• Work required: Line by line, copy the entries exactly, excluding the pictures.

[[ Supplied records open ]]

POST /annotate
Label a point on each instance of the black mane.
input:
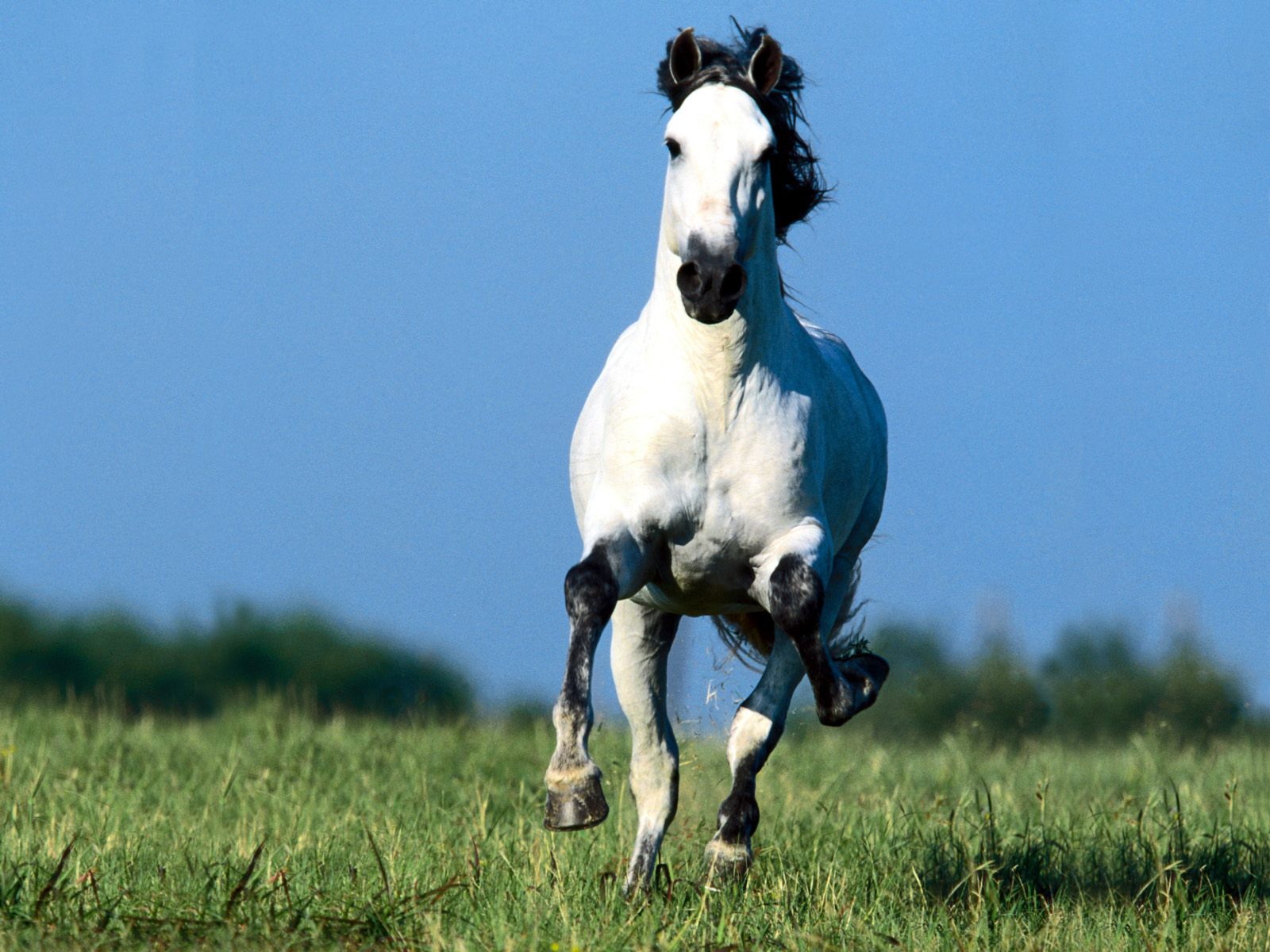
(797, 182)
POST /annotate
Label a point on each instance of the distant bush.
(194, 670)
(1095, 685)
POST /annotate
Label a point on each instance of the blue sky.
(302, 306)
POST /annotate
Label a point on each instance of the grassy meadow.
(267, 828)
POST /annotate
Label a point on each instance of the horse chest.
(741, 488)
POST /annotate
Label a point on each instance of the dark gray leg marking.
(797, 598)
(575, 797)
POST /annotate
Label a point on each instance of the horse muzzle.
(710, 289)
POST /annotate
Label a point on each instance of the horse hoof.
(577, 808)
(863, 677)
(869, 673)
(728, 862)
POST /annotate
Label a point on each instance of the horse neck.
(722, 357)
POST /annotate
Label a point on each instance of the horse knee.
(591, 588)
(797, 596)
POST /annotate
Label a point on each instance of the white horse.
(730, 460)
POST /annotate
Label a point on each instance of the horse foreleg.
(641, 643)
(755, 730)
(591, 590)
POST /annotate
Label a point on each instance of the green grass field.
(267, 829)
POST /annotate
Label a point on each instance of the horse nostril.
(690, 282)
(733, 285)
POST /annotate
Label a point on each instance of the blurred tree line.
(196, 670)
(1094, 685)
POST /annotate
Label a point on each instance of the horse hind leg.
(799, 605)
(641, 643)
(756, 729)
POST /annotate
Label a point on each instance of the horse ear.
(765, 65)
(685, 56)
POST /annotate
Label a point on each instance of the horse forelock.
(798, 184)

[[ Supplied records closed ]]

• Solution:
POST /annotate
Label a point on each instance of the black mane.
input:
(797, 182)
POST /annotate
Label a point on each instance of the distant bush.
(194, 670)
(1095, 685)
POST /annotate
Label a point on each instance of the blue sky.
(302, 306)
POST /annotate
Label a point on each instance of the grassy meadow.
(267, 828)
POST /annotate
Label a point on each instance of the horse chest.
(741, 488)
POST /annotate
Label a point on each instance of the dark gray leg marking.
(797, 598)
(575, 797)
POST /annotate
Label a point on each instance of the horse muzzle.
(710, 289)
POST /annotate
Label a point on each instance of the horse hoof.
(577, 808)
(863, 677)
(869, 673)
(728, 862)
POST /annotate
Label a point on each instance of the horse neck.
(722, 357)
POST /annotate
Label a point on each instance of the horse knee.
(591, 588)
(797, 596)
POST /annotate
Label a point on each instance of the white horse.
(730, 460)
POST /annotate
Label a point on each instance of the horse foreleg.
(641, 643)
(755, 730)
(591, 590)
POST /annotate
Label a point on each instance of the green grass field.
(267, 829)
POST /annotate
Label a point on each instance of the horse nostril.
(690, 282)
(733, 285)
POST /annotate
Label a point on each instance of the blurred tree line.
(196, 670)
(1094, 685)
POST /annotate
Label a point on each instance of the horse hind leg.
(799, 605)
(641, 643)
(756, 729)
POST /annotate
Label a point on each instance of the horse ear.
(765, 65)
(685, 56)
POST /annotate
Label a point on each instance of the horse forelock.
(798, 184)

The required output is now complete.